▸ **Work task**
Reproduce the full blog post about the Put It Down, Save A Life program word for word.

▸ **Source extract**
Blog,  Parenting

Put It Down, Save A Life

Warning: Post contains a fairly graphic video which I found hard to watch. Please do not watch if you have a sensitivity to blood or even fake blood.

I want you to watch this video. It is important.

My eldest son whose poem I put up a few nights ago goes to school in the district I graduated from-Mansfield Independent School District. MISD has this program for the juniors and seniors of all the high schools in their area called the Put It Down, Save A Life program. (You can find out more about the program here.) This program is designed to show real-life consequences of texting/drinking while driving. But it is not aimed at just the kids; parents are involved as well. The parents not only watch the staged wreck but they also must write an obituary for their child. The police department, fire department, Care Flight, hospitals, teachers…the community is involved in this program. If you watched the video you saw what it is like. Parents can opt their kid out of the program-it is not required.

▸ **Information supplied**
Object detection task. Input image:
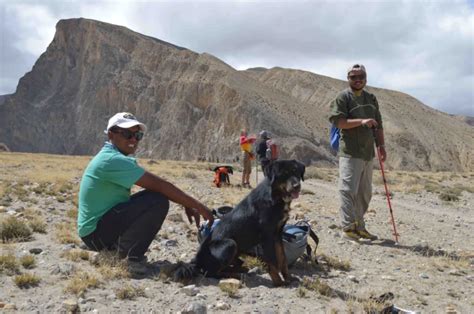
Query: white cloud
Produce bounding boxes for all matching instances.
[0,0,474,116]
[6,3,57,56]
...
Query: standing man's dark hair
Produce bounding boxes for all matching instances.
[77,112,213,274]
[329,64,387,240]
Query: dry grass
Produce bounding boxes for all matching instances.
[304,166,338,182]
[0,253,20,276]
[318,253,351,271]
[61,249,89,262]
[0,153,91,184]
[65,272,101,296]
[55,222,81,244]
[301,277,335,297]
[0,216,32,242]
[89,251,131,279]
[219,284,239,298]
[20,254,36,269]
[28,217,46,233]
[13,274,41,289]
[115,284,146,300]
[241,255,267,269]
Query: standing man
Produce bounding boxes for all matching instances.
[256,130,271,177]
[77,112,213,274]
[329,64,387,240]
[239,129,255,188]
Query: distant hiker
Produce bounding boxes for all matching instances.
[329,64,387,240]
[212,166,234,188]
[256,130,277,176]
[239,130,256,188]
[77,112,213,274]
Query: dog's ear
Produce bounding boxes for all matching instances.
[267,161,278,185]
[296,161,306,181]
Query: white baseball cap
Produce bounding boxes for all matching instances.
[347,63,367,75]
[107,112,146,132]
==
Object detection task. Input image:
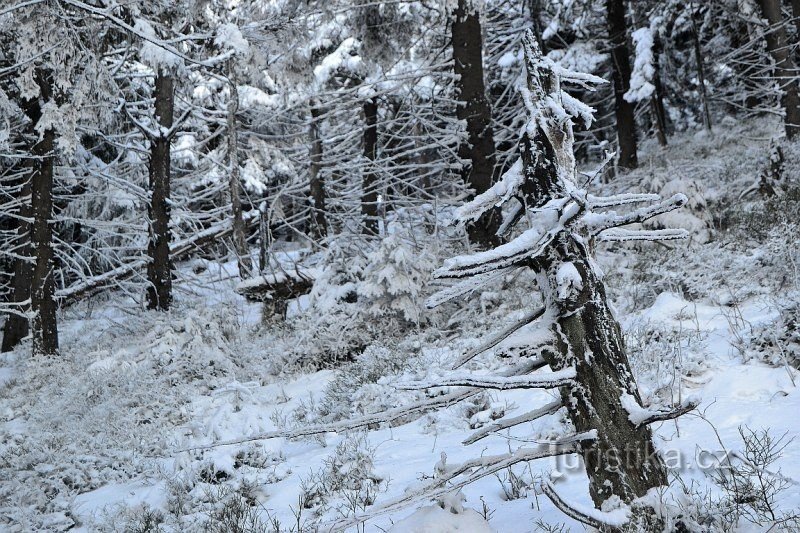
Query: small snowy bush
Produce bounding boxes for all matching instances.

▸ **Response area**
Blog,  Parenting

Put It Down, Save A Life

Warning: Post contains a fairly graphic video which I found hard to watch. Please do not watch if you have a sensitivity to blood or even fake blood.

I want you to watch this video. It is important.

My eldest son whose poem I put up a few nights ago goes to school in the district I graduated from-Mansfield Independent School District. MISD has this program for the juniors and seniors of all the high schools in their area called the Put It Down, Save A Life program. (You can find out more about the program here.) This program is designed to show real-life consequences of texting/drinking while driving. But it is not aimed at just the kids; parents are involved as well. The parents not only watch the staged wreck but they also must write an obituary for their child. The police department, fire department, Care Flight, hospitals, teachers…the community is involved in this program. If you watched the video you saw what it is like. Parents can opt their kid out of the program-it is not required.